Data for processing —
◇ ◇ ◇ ◇

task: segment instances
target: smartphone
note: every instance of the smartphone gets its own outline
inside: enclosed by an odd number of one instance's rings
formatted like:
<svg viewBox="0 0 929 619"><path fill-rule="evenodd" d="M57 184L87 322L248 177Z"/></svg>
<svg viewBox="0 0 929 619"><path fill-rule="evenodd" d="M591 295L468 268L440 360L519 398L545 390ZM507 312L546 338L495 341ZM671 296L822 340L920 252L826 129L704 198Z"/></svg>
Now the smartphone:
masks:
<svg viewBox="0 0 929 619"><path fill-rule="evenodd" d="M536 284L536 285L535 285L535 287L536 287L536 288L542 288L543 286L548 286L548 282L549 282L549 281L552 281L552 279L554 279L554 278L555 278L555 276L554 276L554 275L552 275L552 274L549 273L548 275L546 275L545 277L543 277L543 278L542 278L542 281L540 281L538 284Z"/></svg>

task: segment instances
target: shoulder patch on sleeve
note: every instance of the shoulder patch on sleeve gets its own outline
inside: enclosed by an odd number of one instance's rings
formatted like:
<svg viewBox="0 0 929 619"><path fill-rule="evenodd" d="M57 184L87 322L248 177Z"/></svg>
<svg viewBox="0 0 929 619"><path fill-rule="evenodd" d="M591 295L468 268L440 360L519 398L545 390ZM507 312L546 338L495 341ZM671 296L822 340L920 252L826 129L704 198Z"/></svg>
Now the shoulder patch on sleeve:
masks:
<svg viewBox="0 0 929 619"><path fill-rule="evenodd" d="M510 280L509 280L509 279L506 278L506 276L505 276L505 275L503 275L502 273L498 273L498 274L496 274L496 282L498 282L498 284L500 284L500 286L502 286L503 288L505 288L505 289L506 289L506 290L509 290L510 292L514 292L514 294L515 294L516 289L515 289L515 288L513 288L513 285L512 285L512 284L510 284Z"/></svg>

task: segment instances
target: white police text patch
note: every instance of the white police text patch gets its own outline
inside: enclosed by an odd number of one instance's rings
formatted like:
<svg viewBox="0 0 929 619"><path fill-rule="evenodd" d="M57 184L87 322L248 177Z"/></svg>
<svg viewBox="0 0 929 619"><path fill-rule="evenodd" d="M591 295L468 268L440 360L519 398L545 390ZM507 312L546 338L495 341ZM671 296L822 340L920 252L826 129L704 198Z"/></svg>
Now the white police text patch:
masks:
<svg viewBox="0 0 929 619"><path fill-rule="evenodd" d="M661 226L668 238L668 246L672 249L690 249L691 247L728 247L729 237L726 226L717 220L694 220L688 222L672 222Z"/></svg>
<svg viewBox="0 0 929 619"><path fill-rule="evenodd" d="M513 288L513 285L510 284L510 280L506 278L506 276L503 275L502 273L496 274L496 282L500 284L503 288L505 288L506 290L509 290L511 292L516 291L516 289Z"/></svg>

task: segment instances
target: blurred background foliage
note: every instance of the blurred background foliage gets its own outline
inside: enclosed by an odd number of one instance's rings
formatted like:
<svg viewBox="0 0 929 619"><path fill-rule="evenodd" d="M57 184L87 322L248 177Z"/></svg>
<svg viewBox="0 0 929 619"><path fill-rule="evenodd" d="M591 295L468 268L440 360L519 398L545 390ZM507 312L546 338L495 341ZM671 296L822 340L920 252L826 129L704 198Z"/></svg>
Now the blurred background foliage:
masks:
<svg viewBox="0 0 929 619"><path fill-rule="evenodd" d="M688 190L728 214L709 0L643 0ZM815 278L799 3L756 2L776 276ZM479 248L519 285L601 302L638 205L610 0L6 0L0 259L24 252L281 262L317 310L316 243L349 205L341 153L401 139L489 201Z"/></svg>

◇ ◇ ◇ ◇

Directive —
Using the entries above, please restate each one word for word.

Solved exercise —
task: segment instances
target: smartphone
note: every instance of the smartphone gets its own outline
inside: enclosed by an odd number of one instance's rings
formatted like:
<svg viewBox="0 0 929 619"><path fill-rule="evenodd" d="M57 184L87 322L248 177Z"/></svg>
<svg viewBox="0 0 929 619"><path fill-rule="evenodd" d="M591 295L468 268L440 360L519 398L545 390ZM507 312L546 338L495 341ZM671 296L822 340L920 252L826 129L704 198Z"/></svg>
Now the smartphone:
masks:
<svg viewBox="0 0 929 619"><path fill-rule="evenodd" d="M536 284L536 285L535 285L535 287L536 287L536 288L542 288L543 286L548 286L548 282L549 282L549 281L552 281L552 279L554 279L554 278L555 278L555 276L554 276L554 275L552 275L552 274L549 273L548 275L546 275L545 277L543 277L543 278L542 278L542 281L540 281L538 284Z"/></svg>

task: segment instances
target: shoulder patch on sleeve
note: every instance of the shoulder patch on sleeve gets its own outline
inside: enclosed by an odd number of one instance's rings
formatted like:
<svg viewBox="0 0 929 619"><path fill-rule="evenodd" d="M57 184L87 322L248 177Z"/></svg>
<svg viewBox="0 0 929 619"><path fill-rule="evenodd" d="M591 295L468 268L440 360L519 398L545 390ZM507 312L546 338L495 341ZM671 296L822 340L920 252L826 129L704 198Z"/></svg>
Now the shoulder patch on sleeve:
masks:
<svg viewBox="0 0 929 619"><path fill-rule="evenodd" d="M510 280L509 280L509 279L506 278L506 276L505 276L505 275L503 275L502 273L498 273L498 274L496 274L496 282L498 282L498 284L500 284L500 286L502 286L503 288L505 288L505 289L506 289L506 290L509 290L510 292L514 292L514 294L515 294L516 289L515 289L515 288L513 288L513 285L512 285L512 284L510 284Z"/></svg>

task: segment instances
target: white police text patch
note: every instance of the white police text patch gets its own outline
inside: enclosed by an odd number of one instance's rings
formatted like:
<svg viewBox="0 0 929 619"><path fill-rule="evenodd" d="M57 184L87 322L248 177Z"/></svg>
<svg viewBox="0 0 929 619"><path fill-rule="evenodd" d="M591 295L468 268L440 360L519 398L545 390ZM507 312L546 338L495 341ZM671 296L822 340L920 252L826 129L704 198Z"/></svg>
Now the white police text patch:
masks:
<svg viewBox="0 0 929 619"><path fill-rule="evenodd" d="M661 226L668 238L668 246L672 249L690 249L691 247L728 247L729 237L726 226L717 220L694 220L688 222L672 222Z"/></svg>
<svg viewBox="0 0 929 619"><path fill-rule="evenodd" d="M513 288L513 285L510 284L510 280L506 278L506 276L503 275L502 273L496 274L496 282L500 284L503 288L505 288L506 290L509 290L511 292L516 291L516 289Z"/></svg>

task: segment instances
target: blurred background foliage
note: every instance of the blurred background foliage gets its own outline
inside: enclosed by an odd number of one instance's rings
formatted like:
<svg viewBox="0 0 929 619"><path fill-rule="evenodd" d="M57 184L87 322L248 177Z"/></svg>
<svg viewBox="0 0 929 619"><path fill-rule="evenodd" d="M591 295L468 268L440 360L519 398L545 390ZM507 312L546 338L495 341ZM671 296L822 340L920 252L826 129L704 198Z"/></svg>
Now the blurred background foliage:
masks:
<svg viewBox="0 0 929 619"><path fill-rule="evenodd" d="M688 190L728 214L709 0L643 0ZM815 278L799 3L756 2L776 276ZM479 248L519 285L601 302L638 205L610 0L6 0L0 259L24 252L281 262L317 310L316 243L349 205L341 153L401 139L489 201Z"/></svg>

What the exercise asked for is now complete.